Prompt
Once you have read the data below, print all of it exactly.

Exercise data
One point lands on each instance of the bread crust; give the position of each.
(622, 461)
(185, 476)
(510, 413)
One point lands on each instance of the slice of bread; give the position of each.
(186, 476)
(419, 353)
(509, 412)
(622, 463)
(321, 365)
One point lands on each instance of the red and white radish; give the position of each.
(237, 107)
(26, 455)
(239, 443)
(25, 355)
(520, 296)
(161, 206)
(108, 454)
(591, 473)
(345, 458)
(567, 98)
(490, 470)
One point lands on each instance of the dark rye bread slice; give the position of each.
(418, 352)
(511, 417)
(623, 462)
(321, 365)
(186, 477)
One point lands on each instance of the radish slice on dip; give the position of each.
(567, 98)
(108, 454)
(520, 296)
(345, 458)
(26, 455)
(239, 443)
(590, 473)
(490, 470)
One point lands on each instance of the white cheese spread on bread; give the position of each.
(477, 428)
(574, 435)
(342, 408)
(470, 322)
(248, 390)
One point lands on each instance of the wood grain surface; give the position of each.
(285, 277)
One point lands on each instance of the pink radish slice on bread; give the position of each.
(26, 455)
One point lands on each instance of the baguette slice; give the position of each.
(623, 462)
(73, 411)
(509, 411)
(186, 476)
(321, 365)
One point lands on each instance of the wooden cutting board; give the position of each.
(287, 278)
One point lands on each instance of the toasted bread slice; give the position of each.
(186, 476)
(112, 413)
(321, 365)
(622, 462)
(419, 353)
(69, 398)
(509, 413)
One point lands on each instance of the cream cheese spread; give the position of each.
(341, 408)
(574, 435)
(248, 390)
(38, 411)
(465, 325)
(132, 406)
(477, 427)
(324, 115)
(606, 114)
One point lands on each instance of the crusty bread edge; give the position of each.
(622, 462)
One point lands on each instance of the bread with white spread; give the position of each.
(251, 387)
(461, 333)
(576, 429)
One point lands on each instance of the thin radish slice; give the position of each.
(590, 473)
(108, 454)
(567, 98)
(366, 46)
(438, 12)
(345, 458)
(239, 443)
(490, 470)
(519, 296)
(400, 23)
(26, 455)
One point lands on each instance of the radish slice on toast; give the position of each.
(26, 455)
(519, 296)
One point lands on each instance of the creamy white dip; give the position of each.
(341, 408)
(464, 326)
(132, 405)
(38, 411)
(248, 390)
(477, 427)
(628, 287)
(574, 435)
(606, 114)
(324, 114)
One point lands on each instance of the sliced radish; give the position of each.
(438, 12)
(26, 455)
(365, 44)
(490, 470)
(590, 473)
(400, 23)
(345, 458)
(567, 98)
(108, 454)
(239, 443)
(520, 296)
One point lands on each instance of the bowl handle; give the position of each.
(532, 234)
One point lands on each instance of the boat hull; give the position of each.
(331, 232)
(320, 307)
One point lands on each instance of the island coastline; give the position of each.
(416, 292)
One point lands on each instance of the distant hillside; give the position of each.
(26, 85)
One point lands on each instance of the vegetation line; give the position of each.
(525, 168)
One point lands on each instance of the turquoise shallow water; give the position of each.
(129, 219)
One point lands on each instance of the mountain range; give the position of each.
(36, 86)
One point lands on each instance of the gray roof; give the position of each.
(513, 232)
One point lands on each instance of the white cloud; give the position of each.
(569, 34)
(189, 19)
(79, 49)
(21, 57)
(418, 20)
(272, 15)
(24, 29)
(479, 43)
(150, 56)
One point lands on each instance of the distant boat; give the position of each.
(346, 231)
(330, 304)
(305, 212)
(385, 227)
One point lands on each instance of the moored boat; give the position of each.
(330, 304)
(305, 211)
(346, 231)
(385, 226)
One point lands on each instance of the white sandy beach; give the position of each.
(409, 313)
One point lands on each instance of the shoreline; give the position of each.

Task answer
One point lands on each instance of the bread crust; give the position of each.
(622, 461)
(185, 476)
(510, 413)
One point lands on each instance of the slice of bread; give the position of each.
(186, 476)
(419, 353)
(509, 412)
(622, 463)
(321, 365)
One point lands on each instance of the red and white radish; give the position of each.
(237, 107)
(26, 455)
(239, 443)
(25, 355)
(520, 296)
(161, 206)
(108, 454)
(591, 473)
(345, 458)
(567, 98)
(490, 470)
One point lands on each instance of the dark rye bread slice; give the position of each.
(418, 352)
(511, 417)
(623, 462)
(321, 365)
(186, 477)
One point lands on each instance of the radish slice on dip; give the position of each.
(567, 98)
(108, 454)
(520, 296)
(345, 458)
(26, 455)
(239, 443)
(590, 473)
(490, 470)
One point lands on each instance of the white cheese spread on bread; give the position of each.
(477, 428)
(574, 435)
(342, 408)
(470, 322)
(248, 390)
One point lands on each instance of the wood grain surface; give the position of each.
(285, 277)
One point lands on each instance of the pink radish slice on bread; give the position of each.
(26, 455)
One point lands on each instance of the baguette slice; give the position of each.
(623, 462)
(73, 411)
(509, 411)
(186, 476)
(321, 365)
One point lands on each instance of the wooden cutting board; give the position of each.
(287, 278)
One point lands on each instance of the toasted bread slice; give the position of each.
(186, 476)
(112, 413)
(321, 365)
(622, 462)
(419, 353)
(69, 398)
(509, 413)
One point lands on each instance of the cream cheese spread; give the position of each.
(341, 408)
(574, 435)
(248, 390)
(38, 411)
(465, 325)
(132, 406)
(477, 427)
(324, 115)
(606, 114)
One point lands on each instance of the crusty bread edge; give the position of each.
(622, 462)
One point lands on each instance of the bread with white spread; give the position of each.
(251, 387)
(461, 333)
(576, 429)
One point lands on each instance of the thin radish slice; give the position of each.
(590, 473)
(108, 454)
(567, 98)
(366, 46)
(438, 12)
(345, 458)
(239, 443)
(490, 470)
(519, 296)
(400, 23)
(26, 455)
One point lands on each instance of the radish slice on toast; give the position of each.
(26, 455)
(519, 296)
One point lands on each instance of the creamy white dip; give the position of each.
(341, 408)
(464, 326)
(132, 405)
(38, 411)
(248, 390)
(477, 427)
(628, 287)
(574, 435)
(606, 114)
(324, 114)
One point lands on each instance of the sliced radish; give the position of each.
(438, 12)
(26, 455)
(365, 44)
(490, 470)
(590, 473)
(400, 23)
(345, 458)
(567, 98)
(108, 454)
(239, 443)
(520, 296)
One point lands on each instance of the bowl handle; give the position of each.
(532, 234)
One point lands on each instance of the boat hull; give the position of each.
(331, 232)
(320, 307)
One point lands on each instance of the island coastline; give the position of each.
(416, 292)
One point lands on each instance of the distant hillside; give the position of each.
(26, 85)
One point lands on each instance of the vegetation line; give the position of each.
(525, 168)
One point lands on each instance of the turquoise shallow water; give the position of each.
(129, 219)
One point lands on each instance of the mountain range; give the position of each.
(36, 86)
One point lands on each instance of the gray roof; give the position of each.
(513, 232)
One point lands on each instance of the white cloud; give the position of each.
(569, 34)
(189, 19)
(79, 49)
(21, 57)
(418, 20)
(272, 15)
(24, 29)
(479, 43)
(150, 56)
One point lands on each instance of the distant boat; give the position of each.
(346, 231)
(330, 304)
(305, 212)
(385, 227)
One point lands on each instance of the moored boat; give the position of each.
(330, 304)
(305, 211)
(346, 231)
(385, 226)
One point lands on each instance of the white sandy beach; give the position of each.
(409, 313)
One point lands on each instance of the shoreline; give the position of each.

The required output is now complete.